Set of tasks:
• a. From the review, write out the passage between "Made over the" and "deemed intellectually superior.", inclusive.
• b. List every substance the review says the filmmaker bathes his set with.
• c. Answer these from the review:
(i) Over how many years was the film made?
(ii) What is the name of the earth-like planet where the film is set?
(iii) Which actor plays Rumata?

Extract provided:

-=-=-=-=-

Made over the course of seven years, German’s film, based on the 1964 novel of the same name by Arkady and Boris Strugatsky, is a three-hour monochrome odyssey set in a distant future on an earth-like planet named Arkanar, a land stuck behind in the technology of the Middle Ages. A team of scientists are tasked with gathering information by working undercover but are ordered not to interfere with the community, which chooses to execute anybody deemed intellectually superior.

One of the scientists, Rumata (Leonid Yarmolnik), finds it difficult to become a bystander in this world, stepping in to stop these executions whilst becoming a god amongst men in the process.

Still, this brief description suggests that Hard to Be a God has some sort of robust narrative when, in actuality, the opposite is true. German’s film is a marvel of production design, crafted like a coded warning from another time or dimension where the message itself is unclear, muddied by copious amounts of bodily fluids, sick, urine and excrement, which the filmmaker thrills in bathing his set with.

Hard to Be a God largely refuses to abide by the rules of filmmaking at all, capturing the location much like a roving documentarian, diving into the back alleys and squirming through the crowds, with many of the townsfolk staring right down the barrel of the camera as if they have no idea what they’re looking at. Eradicating any idea of the fourth wall on a regular basis, German’s film certainly does feel like a documentary or, more appropriately, a tape of found footage that was discovered floating through the cosmos.

-=-=-=-=-

Stored data:
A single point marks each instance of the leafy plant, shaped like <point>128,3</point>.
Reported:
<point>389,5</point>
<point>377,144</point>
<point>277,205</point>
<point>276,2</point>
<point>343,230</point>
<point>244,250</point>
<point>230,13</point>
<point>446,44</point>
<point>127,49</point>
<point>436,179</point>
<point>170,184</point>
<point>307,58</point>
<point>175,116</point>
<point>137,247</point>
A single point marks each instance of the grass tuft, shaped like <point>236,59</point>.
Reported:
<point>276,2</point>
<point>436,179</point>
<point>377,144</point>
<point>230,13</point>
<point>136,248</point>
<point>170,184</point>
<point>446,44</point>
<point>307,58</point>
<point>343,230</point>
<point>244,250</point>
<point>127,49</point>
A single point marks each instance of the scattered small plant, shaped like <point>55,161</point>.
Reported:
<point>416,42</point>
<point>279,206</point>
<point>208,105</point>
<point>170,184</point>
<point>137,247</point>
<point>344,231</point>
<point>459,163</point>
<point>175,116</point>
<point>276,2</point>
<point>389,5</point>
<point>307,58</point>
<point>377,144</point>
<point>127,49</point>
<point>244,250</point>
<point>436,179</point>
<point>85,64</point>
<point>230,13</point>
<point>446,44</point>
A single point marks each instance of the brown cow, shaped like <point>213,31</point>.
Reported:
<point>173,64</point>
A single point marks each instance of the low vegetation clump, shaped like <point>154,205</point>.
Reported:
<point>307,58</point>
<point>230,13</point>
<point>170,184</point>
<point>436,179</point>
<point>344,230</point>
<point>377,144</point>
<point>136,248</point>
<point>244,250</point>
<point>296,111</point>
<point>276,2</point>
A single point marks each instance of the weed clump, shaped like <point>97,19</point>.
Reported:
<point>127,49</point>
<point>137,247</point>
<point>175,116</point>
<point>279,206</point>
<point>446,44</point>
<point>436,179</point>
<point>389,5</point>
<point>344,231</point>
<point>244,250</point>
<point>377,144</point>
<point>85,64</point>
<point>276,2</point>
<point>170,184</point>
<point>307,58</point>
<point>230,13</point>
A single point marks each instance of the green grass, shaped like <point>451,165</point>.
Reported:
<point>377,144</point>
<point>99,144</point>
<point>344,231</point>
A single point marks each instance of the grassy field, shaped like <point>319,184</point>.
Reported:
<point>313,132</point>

-=-=-=-=-

Answers to each task:
• a.
Made over the course of seven years, German’s film, based on the 1964 novel of the same name by Arkady and Boris Strugatsky, is a three-hour monochrome odyssey set in a distant future on an earth-like planet named Arkanar, a land stuck behind in the technology of the Middle Ages. A team of scientists are tasked with gathering information by working undercover but are ordered not to interfere with the community, which chooses to execute anybody deemed intellectually superior.

• b. bodily fluids, sick, urine, excrement

• c.
(i) Seven years
(ii) Arkanar
(iii) Leonid Yarmolnik